> [Text extract]
☆ ☆ ☆ ☆ ☆ ☆ ☆
States across the country are passing gun control legislation in response to mass shootings, as groups like Moms Demand Action for Gun Sense in America gain political clout. In deep red states, though, activists must both temper their expectations and reckon with residents and lawmakers often hostile to any limitations on their right to bear arms.
In Boise, Idaho, Moms Demand Action activists meet in a spartan, unmarked office. They don't advertise meetings beyond their members for fear of harassment. They say they've been taped secretly, attacked online, and even stopped in the halls of the state Capitol by their opponents.
The local Boise activists are part of a nationwide group that sprung out of the 2012 Sandy Hook massacre in which the shooter killed 27 people, most at an elementary school in Newtown, Connecticut, before killing himself.The group members' red shirts stand out at legislative hearings and rallies.
Nationally, the group has been pushing politicians to adopt stricter regulation on guns and even getting pro-regulation candidates elected to Congress. Much of their funding has come from former New York City mayor Michael Bloomberg — a bogeyman for gun rights proponents — and the group he founded, Mayors Against Illegal Guns, which later merged with Everytown For Gun Safety.
☆ ☆ ☆ ☆ ☆ ☆ ☆
> [What this exercise asks]
• A. Do these statements agree with the article on gun control activism? Answer yes or no for each, and quote the deciding words. (i) The Boise activists advertise their meetings to the public. (ii) The nationwide group sprang out of the 2012 Sandy Hook massacre. (iii) Much of the group's funding has come from Michael Bloomberg.
• B. Please retype everything in the article on gun control activism from "Nationally, the group" down to "For Gun Safety.".
The records come from a different source than the article on gun control activism.

> [Supplied information]
☆ ☆ ☆ ☆ ☆ ☆ ☆
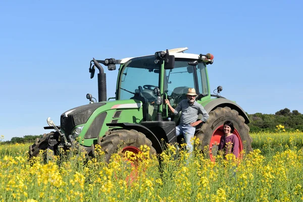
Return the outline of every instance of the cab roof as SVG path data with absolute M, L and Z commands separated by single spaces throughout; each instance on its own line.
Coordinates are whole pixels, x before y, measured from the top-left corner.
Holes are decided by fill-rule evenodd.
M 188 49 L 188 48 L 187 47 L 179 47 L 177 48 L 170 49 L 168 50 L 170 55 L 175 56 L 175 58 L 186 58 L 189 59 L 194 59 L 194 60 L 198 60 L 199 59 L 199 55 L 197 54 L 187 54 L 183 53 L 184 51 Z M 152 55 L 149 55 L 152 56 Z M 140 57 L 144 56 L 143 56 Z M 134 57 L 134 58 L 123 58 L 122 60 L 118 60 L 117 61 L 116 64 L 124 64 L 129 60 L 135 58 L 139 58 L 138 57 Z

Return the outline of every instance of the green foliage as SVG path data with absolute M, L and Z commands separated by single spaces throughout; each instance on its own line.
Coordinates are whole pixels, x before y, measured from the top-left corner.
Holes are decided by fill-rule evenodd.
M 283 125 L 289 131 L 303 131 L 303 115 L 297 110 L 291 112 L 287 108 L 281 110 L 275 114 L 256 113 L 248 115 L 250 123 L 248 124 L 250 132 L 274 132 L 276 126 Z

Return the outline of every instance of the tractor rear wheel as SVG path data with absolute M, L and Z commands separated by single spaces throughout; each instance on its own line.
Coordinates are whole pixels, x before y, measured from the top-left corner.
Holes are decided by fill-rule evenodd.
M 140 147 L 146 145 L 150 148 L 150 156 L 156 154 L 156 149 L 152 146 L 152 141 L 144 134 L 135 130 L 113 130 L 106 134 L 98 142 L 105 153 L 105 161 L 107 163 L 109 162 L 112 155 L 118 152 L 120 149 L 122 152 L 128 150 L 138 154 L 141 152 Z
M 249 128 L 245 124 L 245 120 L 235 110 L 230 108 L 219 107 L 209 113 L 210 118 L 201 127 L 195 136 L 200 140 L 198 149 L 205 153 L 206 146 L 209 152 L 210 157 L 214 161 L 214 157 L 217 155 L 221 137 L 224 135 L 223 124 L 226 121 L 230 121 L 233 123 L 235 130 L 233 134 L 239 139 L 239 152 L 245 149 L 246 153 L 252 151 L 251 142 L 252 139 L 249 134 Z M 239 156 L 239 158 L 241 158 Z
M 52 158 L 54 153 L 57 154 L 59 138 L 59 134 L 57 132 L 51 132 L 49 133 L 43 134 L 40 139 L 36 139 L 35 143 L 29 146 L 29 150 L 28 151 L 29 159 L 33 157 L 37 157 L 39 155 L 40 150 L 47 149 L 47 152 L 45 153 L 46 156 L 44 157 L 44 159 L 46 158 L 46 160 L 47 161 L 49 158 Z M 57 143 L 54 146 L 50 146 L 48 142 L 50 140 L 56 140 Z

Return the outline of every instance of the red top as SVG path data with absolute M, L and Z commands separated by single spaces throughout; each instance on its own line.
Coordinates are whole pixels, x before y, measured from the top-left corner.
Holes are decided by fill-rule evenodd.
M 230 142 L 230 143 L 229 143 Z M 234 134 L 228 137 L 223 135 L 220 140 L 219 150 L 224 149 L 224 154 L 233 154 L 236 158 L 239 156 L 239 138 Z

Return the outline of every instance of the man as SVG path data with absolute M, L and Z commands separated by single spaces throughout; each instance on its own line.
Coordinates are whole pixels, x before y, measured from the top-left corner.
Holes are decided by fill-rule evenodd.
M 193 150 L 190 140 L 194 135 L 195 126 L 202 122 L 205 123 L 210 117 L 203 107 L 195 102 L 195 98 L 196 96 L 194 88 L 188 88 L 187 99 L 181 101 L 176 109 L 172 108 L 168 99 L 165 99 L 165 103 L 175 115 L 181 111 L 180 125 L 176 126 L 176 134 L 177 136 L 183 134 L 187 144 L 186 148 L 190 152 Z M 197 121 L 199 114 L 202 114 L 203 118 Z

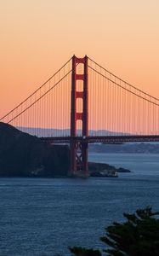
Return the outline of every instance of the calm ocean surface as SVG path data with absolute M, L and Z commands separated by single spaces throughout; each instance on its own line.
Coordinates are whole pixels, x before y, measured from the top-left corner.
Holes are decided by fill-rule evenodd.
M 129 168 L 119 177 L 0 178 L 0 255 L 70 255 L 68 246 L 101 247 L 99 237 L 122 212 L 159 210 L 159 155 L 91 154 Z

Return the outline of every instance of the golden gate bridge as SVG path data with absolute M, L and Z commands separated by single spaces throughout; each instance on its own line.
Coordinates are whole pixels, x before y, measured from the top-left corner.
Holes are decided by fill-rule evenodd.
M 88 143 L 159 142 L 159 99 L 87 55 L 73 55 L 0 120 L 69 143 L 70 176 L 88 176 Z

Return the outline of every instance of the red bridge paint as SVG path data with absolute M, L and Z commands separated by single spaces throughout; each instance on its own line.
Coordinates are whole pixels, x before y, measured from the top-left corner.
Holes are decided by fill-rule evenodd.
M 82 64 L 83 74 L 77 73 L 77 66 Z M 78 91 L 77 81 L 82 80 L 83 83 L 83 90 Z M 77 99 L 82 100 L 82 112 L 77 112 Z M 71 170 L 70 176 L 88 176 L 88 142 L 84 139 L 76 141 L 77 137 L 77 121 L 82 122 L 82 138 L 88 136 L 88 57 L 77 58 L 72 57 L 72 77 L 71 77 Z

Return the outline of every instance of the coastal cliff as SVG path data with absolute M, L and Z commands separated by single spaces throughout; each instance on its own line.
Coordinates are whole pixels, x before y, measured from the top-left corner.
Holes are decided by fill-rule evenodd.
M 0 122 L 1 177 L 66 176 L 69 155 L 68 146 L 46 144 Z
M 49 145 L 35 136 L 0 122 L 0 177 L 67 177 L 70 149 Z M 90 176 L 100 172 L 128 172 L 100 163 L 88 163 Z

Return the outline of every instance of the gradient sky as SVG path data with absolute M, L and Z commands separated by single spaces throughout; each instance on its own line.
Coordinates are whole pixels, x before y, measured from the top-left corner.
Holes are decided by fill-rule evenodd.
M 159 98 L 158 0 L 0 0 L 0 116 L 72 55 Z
☆ ☆ ☆ ☆ ☆ ☆ ☆
> [Per-task answers]
• A.
(i) No: "They don't advertise meetings beyond their members for fear of harassment."
(ii) Yes: "a nationwide group that sprung out of the 2012 Sandy Hook massacre"
(iii) Yes: "Much of their funding has come from former New York City mayor Michael Bloomberg"

• B.
Nationally, the group has been pushing politicians to adopt stricter regulation on guns and even getting pro-regulation candidates elected to Congress. Much of their funding has come from former New York City mayor Michael Bloomberg — a bogeyman for gun rights proponents — and the group he founded, Mayors Against Illegal Guns, which later merged with Everytown For Gun Safety.